Written problem a: Pick out each line of the rows below that contains the word "black", and copy those lines.

— start Excerpt provided —

GraphQL API demo
This demo introduces the GUAC GraphQL API. It covers the basic node “noun” and “verb” types and what they contain. It also explores the server-side path
query and demonstrates a client-side search program.
Background information
In this demo, we’ll query the GUAC graph using GraphQL. GraphQL is a query language for APIs and a runtime for fulfilling those queries with your existing data.
For some background reading, visit https://graphql.org/learn/ . Also, the full GUAC schema can be saved with this command:
gql-cli http://localhost:8080/query --print-schema > schema.graphql
Requirements
Requirements Using Nix
If you are using the nix package manager, you may enter a nix shell with all the prerequisites installed using the following command after cloning the GUAC repository and changing into it:
nix-shell shell.nix
and continue from Step 2 below.
Step 1: Clone GUAC
-
Clone GUAC to a local directory:
git clone https://github.com/guacsec/guac.git
-
Clone GUAC data (this is used as test data for this demo):
git clone https://github.com/guacsec/guac-data.git
The rest of the demo will assume you are in the GUAC directory
cd guac
Step 2: Build the GUAC binaries
Build the GUAC binaries using the make
command:
make
Step 3: Run the GUAC Server
For this demo, we will use the guacgql --gql-debug
command, which sets up a GraphQL endpoint and playground, and runs an in-memory backend to store the GUAC graph. Run this command in a separate terminal (in the same path) and keep it running throughout the demo.
bin/guacgql --gql-debug
Note: As the data is stored in-memory, whenever you restart the server, the graph will be empty.
Step 4: Ingest the data
To ingest the data, we will use the guacone
command, which is an all-in-one utility that can take a collection of files and ingest them into the GUAC graph.
In your original window, run:
bin/guacone collect files ../guac-data/docs/
This can take a minute or two.
This dataset consists of a set of document types:
- SLSA attestations for kubernetes
- Scorecard data for kubernetes repos
- SPDX SBOMs for kubernetes containers
- CycloneDX SBOMs for some popular DockerHub images
Step 5: Run queries
The queries for this demo are stored in the demo/graphql/queries.gql
file. Running the demo queries can be done graphically by opening the GraphQL Playground in a web browser, or using the command line. The remainder of the demo will have cli commands.
Option 1: Use the command line to run queries
You must use a bash
or sh
shell.
Install the gql-cli
tool with pip
:
pip install gql[all]
Note: If you are using python3 in your system, you may need to use the pip3
command instead.

— end Excerpt provided —
— start Data supplied —

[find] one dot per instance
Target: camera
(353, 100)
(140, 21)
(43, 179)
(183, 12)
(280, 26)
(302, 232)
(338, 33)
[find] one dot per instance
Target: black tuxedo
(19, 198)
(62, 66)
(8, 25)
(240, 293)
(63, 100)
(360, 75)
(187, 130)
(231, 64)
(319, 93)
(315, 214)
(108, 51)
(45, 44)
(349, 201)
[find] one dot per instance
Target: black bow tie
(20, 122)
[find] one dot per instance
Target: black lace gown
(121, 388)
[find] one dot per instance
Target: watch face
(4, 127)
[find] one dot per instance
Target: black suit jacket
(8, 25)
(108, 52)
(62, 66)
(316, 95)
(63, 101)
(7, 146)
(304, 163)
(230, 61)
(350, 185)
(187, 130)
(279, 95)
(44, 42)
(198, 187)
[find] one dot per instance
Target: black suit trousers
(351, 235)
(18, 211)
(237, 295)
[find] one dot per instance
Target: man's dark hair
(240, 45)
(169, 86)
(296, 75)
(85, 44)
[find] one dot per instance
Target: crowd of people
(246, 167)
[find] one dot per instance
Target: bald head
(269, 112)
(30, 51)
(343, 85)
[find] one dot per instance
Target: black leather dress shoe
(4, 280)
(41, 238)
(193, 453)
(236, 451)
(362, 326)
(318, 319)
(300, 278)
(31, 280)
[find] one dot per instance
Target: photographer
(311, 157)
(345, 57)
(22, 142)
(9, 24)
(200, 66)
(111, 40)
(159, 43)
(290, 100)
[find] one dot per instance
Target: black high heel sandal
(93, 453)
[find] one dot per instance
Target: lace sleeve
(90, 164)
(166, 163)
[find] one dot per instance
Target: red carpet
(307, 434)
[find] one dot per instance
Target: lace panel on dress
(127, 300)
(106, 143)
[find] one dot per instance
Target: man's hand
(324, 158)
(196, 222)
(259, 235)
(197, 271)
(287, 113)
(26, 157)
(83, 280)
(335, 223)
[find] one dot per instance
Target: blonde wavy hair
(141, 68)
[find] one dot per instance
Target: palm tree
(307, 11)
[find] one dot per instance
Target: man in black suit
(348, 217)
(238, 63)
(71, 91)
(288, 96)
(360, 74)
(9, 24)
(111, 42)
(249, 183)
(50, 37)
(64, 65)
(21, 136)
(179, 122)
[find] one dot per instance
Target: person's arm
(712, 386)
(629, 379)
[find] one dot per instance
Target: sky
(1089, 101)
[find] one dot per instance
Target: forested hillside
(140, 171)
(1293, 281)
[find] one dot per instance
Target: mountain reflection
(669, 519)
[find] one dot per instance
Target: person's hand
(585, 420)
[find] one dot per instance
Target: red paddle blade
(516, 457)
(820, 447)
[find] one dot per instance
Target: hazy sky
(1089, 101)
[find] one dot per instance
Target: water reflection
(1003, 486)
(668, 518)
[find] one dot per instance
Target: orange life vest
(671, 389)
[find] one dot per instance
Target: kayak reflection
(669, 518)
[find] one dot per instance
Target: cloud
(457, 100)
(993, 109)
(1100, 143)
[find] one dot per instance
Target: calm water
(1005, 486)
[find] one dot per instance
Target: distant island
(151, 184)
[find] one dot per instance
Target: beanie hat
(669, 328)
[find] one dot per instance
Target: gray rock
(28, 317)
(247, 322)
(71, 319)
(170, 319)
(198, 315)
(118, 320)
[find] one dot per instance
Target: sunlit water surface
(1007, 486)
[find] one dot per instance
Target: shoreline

— end Data supplied —

Written problem b: Copy the GraphQL demo from "For some background" to "Step 2 below.", renaming "command" to "instruction" at every occurrence.

Complete response a:
Target: black tuxedo
Target: black bow tie
Target: black lace gown
Target: black suit jacket
Target: black suit trousers
Target: black leather dress shoe
Target: black high heel sandal
Target: man in black suit

Complete response b:
For some background reading, visit https://graphql.org/learn/ . Also, the full GUAC schema can be saved with this instruction:
gql-cli http://localhost:8080/query --print-schema > schema.graphql
Requirements
Requirements Using Nix
If you are using the nix package manager, you may enter a nix shell with all the prerequisites installed using the following instruction after cloning the GUAC repository and changing into it:
nix-shell shell.nix
and continue from Step 2 below.